» Challenge
Reproduce all the items below, replacing each occurrence of "set one pin" with "place a single marker" and leaving everything else untouched. Omit the pictures from your copy.

» Material supplied
- - -

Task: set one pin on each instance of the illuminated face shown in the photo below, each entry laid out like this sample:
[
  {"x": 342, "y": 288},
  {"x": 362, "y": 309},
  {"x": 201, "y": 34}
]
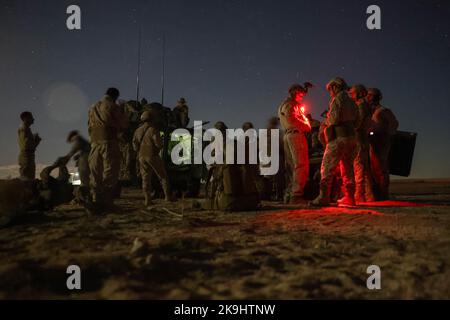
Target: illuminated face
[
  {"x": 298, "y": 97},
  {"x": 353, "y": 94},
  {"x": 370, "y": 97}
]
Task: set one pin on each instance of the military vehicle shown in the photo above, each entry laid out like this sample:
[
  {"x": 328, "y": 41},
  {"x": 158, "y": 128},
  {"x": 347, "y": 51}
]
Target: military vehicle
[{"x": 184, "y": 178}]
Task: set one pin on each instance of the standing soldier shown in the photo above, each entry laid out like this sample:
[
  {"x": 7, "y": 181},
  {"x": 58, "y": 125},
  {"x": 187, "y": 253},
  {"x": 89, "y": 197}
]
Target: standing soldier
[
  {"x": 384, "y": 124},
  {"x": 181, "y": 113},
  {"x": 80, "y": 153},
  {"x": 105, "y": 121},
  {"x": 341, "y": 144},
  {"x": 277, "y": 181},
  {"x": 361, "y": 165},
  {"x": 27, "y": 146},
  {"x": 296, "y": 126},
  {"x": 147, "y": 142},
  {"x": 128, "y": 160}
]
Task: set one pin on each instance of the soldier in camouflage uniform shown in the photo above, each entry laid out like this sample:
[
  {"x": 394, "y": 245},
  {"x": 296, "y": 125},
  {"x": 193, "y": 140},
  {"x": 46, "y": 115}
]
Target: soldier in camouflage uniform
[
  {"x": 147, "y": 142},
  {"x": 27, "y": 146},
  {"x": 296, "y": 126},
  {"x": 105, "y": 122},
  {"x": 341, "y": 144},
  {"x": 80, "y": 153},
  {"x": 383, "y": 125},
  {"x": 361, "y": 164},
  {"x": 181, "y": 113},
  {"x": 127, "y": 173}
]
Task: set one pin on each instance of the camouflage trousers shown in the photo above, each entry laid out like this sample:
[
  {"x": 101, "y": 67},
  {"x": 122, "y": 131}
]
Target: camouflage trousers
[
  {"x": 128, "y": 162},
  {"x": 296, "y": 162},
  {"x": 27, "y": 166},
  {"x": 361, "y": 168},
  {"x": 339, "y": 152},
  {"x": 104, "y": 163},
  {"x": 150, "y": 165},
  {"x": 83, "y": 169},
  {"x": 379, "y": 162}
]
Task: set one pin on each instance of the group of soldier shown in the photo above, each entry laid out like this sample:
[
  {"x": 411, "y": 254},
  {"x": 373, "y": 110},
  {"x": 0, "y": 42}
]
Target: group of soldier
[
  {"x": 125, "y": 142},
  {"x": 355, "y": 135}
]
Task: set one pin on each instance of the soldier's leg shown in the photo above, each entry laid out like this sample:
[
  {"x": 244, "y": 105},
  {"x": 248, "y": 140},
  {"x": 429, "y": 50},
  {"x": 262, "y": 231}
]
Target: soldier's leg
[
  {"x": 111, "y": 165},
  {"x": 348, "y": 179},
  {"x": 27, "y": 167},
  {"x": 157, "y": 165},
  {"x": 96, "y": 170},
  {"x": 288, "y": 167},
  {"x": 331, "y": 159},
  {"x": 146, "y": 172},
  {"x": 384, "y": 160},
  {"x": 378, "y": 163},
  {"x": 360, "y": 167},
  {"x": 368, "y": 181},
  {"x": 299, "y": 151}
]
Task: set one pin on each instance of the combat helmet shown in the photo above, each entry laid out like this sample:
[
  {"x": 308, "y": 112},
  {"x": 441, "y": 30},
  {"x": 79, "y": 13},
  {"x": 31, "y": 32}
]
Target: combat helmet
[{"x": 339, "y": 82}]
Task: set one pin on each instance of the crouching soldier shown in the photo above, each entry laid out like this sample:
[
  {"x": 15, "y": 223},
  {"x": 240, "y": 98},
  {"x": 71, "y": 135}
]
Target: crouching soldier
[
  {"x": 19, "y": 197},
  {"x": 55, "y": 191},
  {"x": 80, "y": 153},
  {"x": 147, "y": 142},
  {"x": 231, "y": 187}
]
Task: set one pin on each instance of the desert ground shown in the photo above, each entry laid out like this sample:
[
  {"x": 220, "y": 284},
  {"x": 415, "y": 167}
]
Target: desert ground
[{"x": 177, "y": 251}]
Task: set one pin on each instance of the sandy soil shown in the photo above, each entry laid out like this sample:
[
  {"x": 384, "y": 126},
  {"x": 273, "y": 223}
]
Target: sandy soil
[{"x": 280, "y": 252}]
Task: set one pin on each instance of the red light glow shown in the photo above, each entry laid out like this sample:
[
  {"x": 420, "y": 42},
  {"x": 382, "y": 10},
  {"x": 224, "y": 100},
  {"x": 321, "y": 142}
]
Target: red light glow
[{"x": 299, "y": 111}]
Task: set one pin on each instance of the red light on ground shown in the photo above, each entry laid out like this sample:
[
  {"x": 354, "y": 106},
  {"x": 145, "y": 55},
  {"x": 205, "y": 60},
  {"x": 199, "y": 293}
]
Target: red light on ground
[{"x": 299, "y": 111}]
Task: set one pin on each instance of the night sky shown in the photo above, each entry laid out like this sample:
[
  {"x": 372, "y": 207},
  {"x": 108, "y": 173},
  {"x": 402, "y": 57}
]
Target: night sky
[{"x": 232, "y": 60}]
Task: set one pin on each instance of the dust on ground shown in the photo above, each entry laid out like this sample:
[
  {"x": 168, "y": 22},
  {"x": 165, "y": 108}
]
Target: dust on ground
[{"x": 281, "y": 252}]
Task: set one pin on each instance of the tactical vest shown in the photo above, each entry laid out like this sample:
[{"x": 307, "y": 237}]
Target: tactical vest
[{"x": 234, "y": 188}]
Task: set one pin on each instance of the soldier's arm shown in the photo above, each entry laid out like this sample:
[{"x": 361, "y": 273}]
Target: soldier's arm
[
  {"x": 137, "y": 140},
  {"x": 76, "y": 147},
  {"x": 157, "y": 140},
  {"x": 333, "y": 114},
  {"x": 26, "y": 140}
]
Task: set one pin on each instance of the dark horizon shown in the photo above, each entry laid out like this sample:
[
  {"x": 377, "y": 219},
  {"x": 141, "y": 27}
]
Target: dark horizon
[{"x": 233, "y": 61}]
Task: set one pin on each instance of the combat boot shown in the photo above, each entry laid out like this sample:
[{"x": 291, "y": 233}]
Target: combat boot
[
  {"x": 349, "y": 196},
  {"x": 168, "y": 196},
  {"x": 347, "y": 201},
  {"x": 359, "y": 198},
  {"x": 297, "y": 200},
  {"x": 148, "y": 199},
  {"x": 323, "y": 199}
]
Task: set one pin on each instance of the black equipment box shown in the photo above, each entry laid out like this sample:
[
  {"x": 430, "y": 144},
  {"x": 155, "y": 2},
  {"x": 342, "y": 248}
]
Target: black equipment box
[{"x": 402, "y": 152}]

- - -

» Reply
Task: place a single marker on each instance of the illuminated face shown in the photo below, each entry laid out like this sample:
[
  {"x": 342, "y": 288},
  {"x": 362, "y": 309},
  {"x": 201, "y": 34}
]
Target: illuminated face
[
  {"x": 298, "y": 97},
  {"x": 353, "y": 94},
  {"x": 370, "y": 97}
]
Task: place a single marker on each instance of the military vehicle shown in the photo above, each entry laid out like this sample:
[
  {"x": 328, "y": 41},
  {"x": 158, "y": 128},
  {"x": 347, "y": 51}
]
Target: military vehicle
[{"x": 184, "y": 178}]
Task: place a single marker on each instance of the standing soldier shown in the photo above, each entry laid out like this sample:
[
  {"x": 7, "y": 181},
  {"x": 58, "y": 125},
  {"x": 187, "y": 253},
  {"x": 89, "y": 197}
]
Target: standing soldier
[
  {"x": 384, "y": 124},
  {"x": 181, "y": 113},
  {"x": 80, "y": 153},
  {"x": 105, "y": 121},
  {"x": 341, "y": 144},
  {"x": 277, "y": 181},
  {"x": 361, "y": 165},
  {"x": 27, "y": 146},
  {"x": 296, "y": 126},
  {"x": 147, "y": 142},
  {"x": 128, "y": 160}
]
Task: place a single marker on each instance of the soldier in camouflage uniform shown in the photo above, each entry laid out like this sample:
[
  {"x": 394, "y": 245},
  {"x": 296, "y": 125},
  {"x": 193, "y": 140},
  {"x": 46, "y": 115}
]
Target: soldier in camouflage uniform
[
  {"x": 147, "y": 142},
  {"x": 27, "y": 146},
  {"x": 296, "y": 126},
  {"x": 105, "y": 122},
  {"x": 341, "y": 144},
  {"x": 80, "y": 153},
  {"x": 383, "y": 125},
  {"x": 361, "y": 164},
  {"x": 181, "y": 113},
  {"x": 127, "y": 173}
]
Task: place a single marker on each instance of the camouflage trousers shown in the photo above, each entry laid out like this sample:
[
  {"x": 101, "y": 67},
  {"x": 122, "y": 131}
]
Target: camouflage trousers
[
  {"x": 128, "y": 162},
  {"x": 296, "y": 162},
  {"x": 27, "y": 166},
  {"x": 361, "y": 168},
  {"x": 339, "y": 152},
  {"x": 104, "y": 163},
  {"x": 150, "y": 165},
  {"x": 83, "y": 169},
  {"x": 379, "y": 162}
]
Task: place a single marker on each instance of the group of soldier shown in the photo above, each entry laid out like this sample:
[
  {"x": 411, "y": 254},
  {"x": 373, "y": 110},
  {"x": 0, "y": 42}
]
Target: group of soldier
[
  {"x": 125, "y": 142},
  {"x": 355, "y": 135}
]
Task: place a single marker on each instance of the soldier's leg shown in the photo above, each entry laid out like this sample:
[
  {"x": 244, "y": 105},
  {"x": 248, "y": 140},
  {"x": 429, "y": 50},
  {"x": 262, "y": 231}
]
Target: soldier's leg
[
  {"x": 111, "y": 165},
  {"x": 348, "y": 179},
  {"x": 27, "y": 167},
  {"x": 157, "y": 165},
  {"x": 96, "y": 170},
  {"x": 288, "y": 167},
  {"x": 331, "y": 159},
  {"x": 146, "y": 172},
  {"x": 384, "y": 160},
  {"x": 378, "y": 163},
  {"x": 360, "y": 167},
  {"x": 368, "y": 181},
  {"x": 299, "y": 151}
]
Task: place a single marker on each instance of the combat helmet shown in the photo above, each entry laid out like this sample:
[
  {"x": 308, "y": 112},
  {"x": 441, "y": 30},
  {"x": 79, "y": 13},
  {"x": 31, "y": 32}
]
Target: combat helmet
[{"x": 339, "y": 82}]
Task: place a single marker on each instance of the crouching soldier shown in the photo above, each entry laid out like this sample:
[
  {"x": 15, "y": 223},
  {"x": 240, "y": 98},
  {"x": 71, "y": 135}
]
Target: crouching soldier
[
  {"x": 19, "y": 197},
  {"x": 55, "y": 191},
  {"x": 80, "y": 153},
  {"x": 147, "y": 142},
  {"x": 231, "y": 187}
]
Task: place a single marker on each instance of the desert ground shown in the photo above, each entry laid out like this sample:
[
  {"x": 220, "y": 284},
  {"x": 415, "y": 167}
]
Target: desert ground
[{"x": 177, "y": 251}]
Task: place a single marker on each instance of the sandy soil shown in the photo above, each entry laid out like this sample:
[
  {"x": 384, "y": 126},
  {"x": 273, "y": 223}
]
Target: sandy soil
[{"x": 280, "y": 252}]
Task: place a single marker on each instance of the red light glow shown in the photo above, each entry laid out like this sample:
[
  {"x": 420, "y": 42},
  {"x": 382, "y": 10},
  {"x": 224, "y": 100},
  {"x": 321, "y": 142}
]
Target: red light glow
[{"x": 299, "y": 111}]
Task: place a single marker on each instance of the red light on ground shown in the photo above, each entry laid out like this sample:
[
  {"x": 354, "y": 106},
  {"x": 145, "y": 55},
  {"x": 205, "y": 60},
  {"x": 199, "y": 293}
]
Target: red light on ground
[{"x": 299, "y": 111}]
Task: place a single marker on each instance of the night sky shown in the photo above, each entry laid out like this sample:
[
  {"x": 372, "y": 207},
  {"x": 108, "y": 173},
  {"x": 402, "y": 57}
]
Target: night sky
[{"x": 232, "y": 60}]
Task: place a single marker on each instance of the dust on ground shown in the photo above, each entry laid out like this sample:
[
  {"x": 168, "y": 22},
  {"x": 165, "y": 108}
]
Target: dust on ground
[{"x": 281, "y": 252}]
Task: place a single marker on each instance of the tactical vest shown in the photo above, each entry laid out like this sample:
[{"x": 307, "y": 237}]
Target: tactical vest
[{"x": 234, "y": 188}]
Task: place a single marker on each instance of the soldier's arm shown in the photo above, each entry laid out like this sample:
[{"x": 361, "y": 273}]
Target: soldier's arm
[
  {"x": 137, "y": 140},
  {"x": 76, "y": 147},
  {"x": 157, "y": 140},
  {"x": 333, "y": 114},
  {"x": 26, "y": 140}
]
Task: place a single marker on each instance of the dark horizon shown in the photo above, each entry laid out like this sample:
[
  {"x": 377, "y": 219},
  {"x": 141, "y": 27}
]
Target: dark horizon
[{"x": 233, "y": 61}]
Task: place a single marker on each instance of the combat boot shown in the photo above, each entry laid out like this sample:
[{"x": 291, "y": 233}]
Target: combat boot
[
  {"x": 349, "y": 196},
  {"x": 168, "y": 196},
  {"x": 347, "y": 201},
  {"x": 359, "y": 198},
  {"x": 297, "y": 200},
  {"x": 148, "y": 199},
  {"x": 323, "y": 199}
]
Task: place a single marker on each instance of the black equipment box shown in the photo above, each entry laid out like this sample:
[
  {"x": 430, "y": 144},
  {"x": 155, "y": 2},
  {"x": 342, "y": 248}
]
Target: black equipment box
[{"x": 402, "y": 152}]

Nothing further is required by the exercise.